» **WHAT YOU NEED TO DO**:
Retype the material below. Keep every word exactly as it is.

-------- EXTRACTED MATERIAL --------

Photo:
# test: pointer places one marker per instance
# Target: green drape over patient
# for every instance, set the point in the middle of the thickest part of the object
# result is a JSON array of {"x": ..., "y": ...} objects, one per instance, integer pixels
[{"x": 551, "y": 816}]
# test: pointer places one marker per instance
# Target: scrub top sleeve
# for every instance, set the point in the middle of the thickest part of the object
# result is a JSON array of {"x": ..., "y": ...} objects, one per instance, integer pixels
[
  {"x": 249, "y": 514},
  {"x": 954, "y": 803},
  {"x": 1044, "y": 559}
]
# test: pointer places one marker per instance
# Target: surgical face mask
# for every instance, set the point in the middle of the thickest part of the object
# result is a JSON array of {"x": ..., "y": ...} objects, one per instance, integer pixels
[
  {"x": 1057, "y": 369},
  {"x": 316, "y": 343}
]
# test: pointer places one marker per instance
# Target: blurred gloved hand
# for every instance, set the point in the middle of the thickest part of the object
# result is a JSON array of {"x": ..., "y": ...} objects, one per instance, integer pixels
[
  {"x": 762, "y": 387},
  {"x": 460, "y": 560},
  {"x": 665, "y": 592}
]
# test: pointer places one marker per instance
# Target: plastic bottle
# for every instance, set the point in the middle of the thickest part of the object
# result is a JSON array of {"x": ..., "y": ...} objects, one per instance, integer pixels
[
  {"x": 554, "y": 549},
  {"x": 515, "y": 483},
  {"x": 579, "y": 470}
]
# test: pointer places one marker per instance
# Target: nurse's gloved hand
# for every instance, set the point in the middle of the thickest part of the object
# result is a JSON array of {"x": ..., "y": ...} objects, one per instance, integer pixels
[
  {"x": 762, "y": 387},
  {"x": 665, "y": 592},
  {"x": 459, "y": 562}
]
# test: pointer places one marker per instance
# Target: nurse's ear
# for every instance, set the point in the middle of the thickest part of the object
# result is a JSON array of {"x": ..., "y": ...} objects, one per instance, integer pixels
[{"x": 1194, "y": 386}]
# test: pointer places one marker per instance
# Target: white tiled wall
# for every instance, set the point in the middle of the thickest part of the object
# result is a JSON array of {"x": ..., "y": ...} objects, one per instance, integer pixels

--------

» **CORRECT RESPONSE**:
Photo:
# test: pointer places one marker per instance
# Target: green drape over patient
# for every instance, set the point in the middle of the thickest part of the object
# result is a JSON array of {"x": ..., "y": ...} objects, one per instance, integer pixels
[{"x": 551, "y": 816}]
# test: pointer places one marker per instance
# Target: scrub top sleeve
# for every instance, set the point in the middle of the thickest part of the object
# result is a JSON array of {"x": ..., "y": ...} objects, one per instance, integer pixels
[
  {"x": 249, "y": 514},
  {"x": 954, "y": 803},
  {"x": 1044, "y": 559}
]
# test: pointer places one marker per instance
# Target: surgical face mask
# for every instance, set the point in the middle of the thickest part of the object
# result is a JSON array of {"x": ..., "y": ...} objects, one per instance, integer pixels
[
  {"x": 1057, "y": 369},
  {"x": 316, "y": 343}
]
# test: pointer places one marker per instance
# Target: blurred gloved hand
# for every instance, set the point in the middle of the thickest part of the object
# result is a JSON array of {"x": ..., "y": ...} objects, one per instance, integer pixels
[
  {"x": 762, "y": 387},
  {"x": 460, "y": 560},
  {"x": 665, "y": 592}
]
# test: pointer places one marker per instance
# Target: plastic bottle
# for every instance, set the point in the middle of the thickest part of the object
# result is a JSON array of {"x": ..., "y": ...} objects, one per instance, integer pixels
[
  {"x": 554, "y": 549},
  {"x": 515, "y": 483},
  {"x": 579, "y": 470}
]
# test: pointer places one marker per instance
# Target: nurse's gloved hand
# for every instance, set the point in the middle of the thickest part of the object
# result is a JSON array of {"x": ..., "y": ...} objects, one per instance, integer pixels
[
  {"x": 762, "y": 387},
  {"x": 665, "y": 592},
  {"x": 459, "y": 562}
]
# test: pointer places one marker per instance
# Target: nurse's ear
# for every instance, set the point in the middle of the thickest part of the object
# result is a JSON array of {"x": ..., "y": ...} objects, one per instance, integer pixels
[{"x": 1194, "y": 386}]
# test: pointer places one marker per instance
# Target: white tiled wall
# for every instance, set the point in the middle of the thickest part of the object
# result is a JSON array of {"x": ..., "y": ...} objects, one per instance, integer pixels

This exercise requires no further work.